> [Work required] Where does the word "jeans" appear in the data? Copy every line that holds it.

[Opening Data in this exercise section]

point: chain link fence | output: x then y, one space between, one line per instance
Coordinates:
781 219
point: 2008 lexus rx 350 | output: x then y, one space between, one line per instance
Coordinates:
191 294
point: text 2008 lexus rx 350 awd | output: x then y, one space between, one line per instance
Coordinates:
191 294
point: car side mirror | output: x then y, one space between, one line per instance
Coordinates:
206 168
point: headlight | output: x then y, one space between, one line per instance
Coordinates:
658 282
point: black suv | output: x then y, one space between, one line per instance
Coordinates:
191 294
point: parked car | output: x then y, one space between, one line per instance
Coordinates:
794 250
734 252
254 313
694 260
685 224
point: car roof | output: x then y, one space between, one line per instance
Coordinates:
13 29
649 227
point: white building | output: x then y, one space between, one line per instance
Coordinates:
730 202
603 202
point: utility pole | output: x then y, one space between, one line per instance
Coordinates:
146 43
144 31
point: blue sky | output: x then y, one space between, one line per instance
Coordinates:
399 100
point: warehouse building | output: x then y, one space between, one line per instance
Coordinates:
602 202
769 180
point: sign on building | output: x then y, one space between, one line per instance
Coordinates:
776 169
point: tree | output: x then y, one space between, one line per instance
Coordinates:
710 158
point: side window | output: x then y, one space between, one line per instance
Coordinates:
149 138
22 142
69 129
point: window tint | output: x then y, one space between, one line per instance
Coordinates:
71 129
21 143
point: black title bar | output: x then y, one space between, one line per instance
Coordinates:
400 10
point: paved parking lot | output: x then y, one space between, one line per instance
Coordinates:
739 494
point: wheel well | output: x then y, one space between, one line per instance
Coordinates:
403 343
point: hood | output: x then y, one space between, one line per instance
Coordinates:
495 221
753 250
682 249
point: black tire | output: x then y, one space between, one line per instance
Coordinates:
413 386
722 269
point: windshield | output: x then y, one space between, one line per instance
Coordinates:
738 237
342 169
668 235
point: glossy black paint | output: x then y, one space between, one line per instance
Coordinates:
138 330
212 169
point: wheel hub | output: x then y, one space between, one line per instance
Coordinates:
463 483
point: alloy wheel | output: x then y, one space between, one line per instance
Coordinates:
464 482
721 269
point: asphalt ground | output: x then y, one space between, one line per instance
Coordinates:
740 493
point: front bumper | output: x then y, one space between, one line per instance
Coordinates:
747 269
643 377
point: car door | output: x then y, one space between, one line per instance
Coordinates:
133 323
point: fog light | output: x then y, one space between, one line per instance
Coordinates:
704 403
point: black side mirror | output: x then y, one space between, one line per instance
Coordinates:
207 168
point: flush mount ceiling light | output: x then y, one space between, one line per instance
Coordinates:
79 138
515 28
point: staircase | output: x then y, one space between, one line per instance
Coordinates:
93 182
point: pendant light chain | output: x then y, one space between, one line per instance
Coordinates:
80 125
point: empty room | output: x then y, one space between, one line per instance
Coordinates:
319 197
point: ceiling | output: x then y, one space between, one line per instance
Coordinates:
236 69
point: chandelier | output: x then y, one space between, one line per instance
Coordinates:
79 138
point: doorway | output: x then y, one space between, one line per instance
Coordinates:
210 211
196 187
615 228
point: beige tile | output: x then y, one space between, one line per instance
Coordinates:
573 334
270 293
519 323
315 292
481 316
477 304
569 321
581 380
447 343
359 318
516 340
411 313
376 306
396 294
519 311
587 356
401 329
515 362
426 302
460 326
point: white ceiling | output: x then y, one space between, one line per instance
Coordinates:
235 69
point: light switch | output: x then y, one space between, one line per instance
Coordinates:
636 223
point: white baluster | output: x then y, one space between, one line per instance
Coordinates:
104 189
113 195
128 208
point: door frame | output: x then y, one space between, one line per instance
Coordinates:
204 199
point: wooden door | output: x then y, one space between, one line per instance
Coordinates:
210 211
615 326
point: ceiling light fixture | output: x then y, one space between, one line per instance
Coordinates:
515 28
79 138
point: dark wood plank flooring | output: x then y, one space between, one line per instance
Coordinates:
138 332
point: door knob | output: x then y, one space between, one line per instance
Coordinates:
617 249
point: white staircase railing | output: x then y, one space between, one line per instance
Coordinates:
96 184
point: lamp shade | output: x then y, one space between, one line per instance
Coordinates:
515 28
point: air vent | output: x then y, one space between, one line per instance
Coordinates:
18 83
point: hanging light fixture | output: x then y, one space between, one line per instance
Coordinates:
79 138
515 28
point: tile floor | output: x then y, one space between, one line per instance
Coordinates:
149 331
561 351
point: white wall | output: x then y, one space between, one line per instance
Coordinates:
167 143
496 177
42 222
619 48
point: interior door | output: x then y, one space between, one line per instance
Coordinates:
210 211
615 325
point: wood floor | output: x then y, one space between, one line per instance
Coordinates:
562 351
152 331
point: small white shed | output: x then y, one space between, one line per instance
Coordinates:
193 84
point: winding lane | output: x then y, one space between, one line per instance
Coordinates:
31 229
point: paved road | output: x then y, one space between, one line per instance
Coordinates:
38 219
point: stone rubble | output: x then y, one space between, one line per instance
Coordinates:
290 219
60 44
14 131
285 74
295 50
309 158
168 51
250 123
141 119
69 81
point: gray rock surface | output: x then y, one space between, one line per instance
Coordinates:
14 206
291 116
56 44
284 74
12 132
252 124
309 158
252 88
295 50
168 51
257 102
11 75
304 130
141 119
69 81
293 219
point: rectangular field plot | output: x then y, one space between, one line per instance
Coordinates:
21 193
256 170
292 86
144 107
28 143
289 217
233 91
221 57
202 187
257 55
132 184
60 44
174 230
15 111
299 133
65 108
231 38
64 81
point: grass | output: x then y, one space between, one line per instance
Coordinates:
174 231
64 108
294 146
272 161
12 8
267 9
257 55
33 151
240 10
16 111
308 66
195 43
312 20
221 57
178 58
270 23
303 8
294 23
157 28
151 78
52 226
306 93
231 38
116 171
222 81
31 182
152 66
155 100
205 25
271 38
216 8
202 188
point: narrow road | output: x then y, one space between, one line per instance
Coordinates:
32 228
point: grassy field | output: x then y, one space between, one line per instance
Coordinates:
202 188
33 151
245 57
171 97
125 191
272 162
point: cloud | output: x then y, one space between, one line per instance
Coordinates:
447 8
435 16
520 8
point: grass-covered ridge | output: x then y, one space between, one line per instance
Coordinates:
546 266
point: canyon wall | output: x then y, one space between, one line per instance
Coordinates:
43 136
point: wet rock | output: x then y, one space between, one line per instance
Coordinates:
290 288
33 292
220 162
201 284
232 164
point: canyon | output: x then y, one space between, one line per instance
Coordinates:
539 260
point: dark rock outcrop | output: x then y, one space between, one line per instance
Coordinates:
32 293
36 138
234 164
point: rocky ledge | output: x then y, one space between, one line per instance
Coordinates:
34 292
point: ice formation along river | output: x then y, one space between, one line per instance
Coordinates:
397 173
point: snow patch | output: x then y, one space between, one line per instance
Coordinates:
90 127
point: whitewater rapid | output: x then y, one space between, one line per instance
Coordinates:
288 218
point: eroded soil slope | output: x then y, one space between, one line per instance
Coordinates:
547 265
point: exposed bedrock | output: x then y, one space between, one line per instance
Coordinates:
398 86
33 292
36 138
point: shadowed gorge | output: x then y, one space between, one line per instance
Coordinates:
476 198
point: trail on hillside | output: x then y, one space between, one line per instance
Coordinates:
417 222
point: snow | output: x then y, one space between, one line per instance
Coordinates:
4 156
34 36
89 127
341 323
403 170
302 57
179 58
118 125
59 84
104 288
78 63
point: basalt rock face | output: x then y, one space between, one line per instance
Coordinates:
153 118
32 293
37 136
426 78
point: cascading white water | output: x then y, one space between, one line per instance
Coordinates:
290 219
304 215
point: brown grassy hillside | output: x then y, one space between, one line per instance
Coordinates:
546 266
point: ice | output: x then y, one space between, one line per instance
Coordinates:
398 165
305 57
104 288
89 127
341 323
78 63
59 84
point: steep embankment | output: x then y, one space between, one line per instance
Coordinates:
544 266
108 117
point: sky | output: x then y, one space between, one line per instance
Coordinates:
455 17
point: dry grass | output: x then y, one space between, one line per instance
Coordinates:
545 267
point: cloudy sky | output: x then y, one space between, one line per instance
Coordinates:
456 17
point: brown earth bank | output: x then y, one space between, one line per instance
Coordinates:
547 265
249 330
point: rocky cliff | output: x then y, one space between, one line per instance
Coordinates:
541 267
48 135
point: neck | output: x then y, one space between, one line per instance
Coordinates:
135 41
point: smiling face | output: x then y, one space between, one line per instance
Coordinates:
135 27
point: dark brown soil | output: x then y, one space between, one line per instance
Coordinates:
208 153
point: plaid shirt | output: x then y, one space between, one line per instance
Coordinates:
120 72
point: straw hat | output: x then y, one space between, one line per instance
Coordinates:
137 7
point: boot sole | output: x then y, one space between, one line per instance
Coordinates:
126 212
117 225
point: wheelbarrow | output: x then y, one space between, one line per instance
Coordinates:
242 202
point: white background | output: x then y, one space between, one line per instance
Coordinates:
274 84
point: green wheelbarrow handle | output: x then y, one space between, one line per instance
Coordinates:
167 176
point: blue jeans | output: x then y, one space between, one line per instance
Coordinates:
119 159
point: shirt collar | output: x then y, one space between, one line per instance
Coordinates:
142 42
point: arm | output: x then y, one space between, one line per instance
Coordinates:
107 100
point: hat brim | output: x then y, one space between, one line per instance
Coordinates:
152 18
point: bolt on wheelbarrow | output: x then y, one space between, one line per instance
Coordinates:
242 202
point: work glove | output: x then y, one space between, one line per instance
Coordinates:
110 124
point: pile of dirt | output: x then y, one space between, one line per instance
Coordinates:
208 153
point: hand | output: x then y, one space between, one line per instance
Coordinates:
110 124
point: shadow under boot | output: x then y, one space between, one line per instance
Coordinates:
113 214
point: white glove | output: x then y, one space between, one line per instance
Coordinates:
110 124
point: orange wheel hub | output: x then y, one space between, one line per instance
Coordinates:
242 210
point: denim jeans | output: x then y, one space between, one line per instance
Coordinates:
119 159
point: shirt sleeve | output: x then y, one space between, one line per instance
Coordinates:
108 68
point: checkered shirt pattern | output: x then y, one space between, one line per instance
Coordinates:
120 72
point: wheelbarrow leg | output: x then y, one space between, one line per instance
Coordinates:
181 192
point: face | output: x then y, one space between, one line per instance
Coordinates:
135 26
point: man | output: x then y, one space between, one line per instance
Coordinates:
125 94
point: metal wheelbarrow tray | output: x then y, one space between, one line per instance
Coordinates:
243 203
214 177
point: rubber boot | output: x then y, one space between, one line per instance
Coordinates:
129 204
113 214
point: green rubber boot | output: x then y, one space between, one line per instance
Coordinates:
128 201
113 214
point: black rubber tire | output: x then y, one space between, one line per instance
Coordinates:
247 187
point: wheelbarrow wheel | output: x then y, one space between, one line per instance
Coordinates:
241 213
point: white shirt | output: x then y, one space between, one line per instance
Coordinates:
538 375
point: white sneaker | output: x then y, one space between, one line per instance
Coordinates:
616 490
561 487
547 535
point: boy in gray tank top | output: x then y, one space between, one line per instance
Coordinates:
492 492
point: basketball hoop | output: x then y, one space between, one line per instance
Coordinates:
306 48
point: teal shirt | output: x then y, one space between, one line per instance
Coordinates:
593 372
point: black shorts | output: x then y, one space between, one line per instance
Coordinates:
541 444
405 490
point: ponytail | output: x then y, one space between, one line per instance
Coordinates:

[Closing Data in this exercise section]

> [Exercise result]
point: blue jeans | output: x then y, one space between, one line per instance
point: denim jeans | output: x then y, one space between, one line per instance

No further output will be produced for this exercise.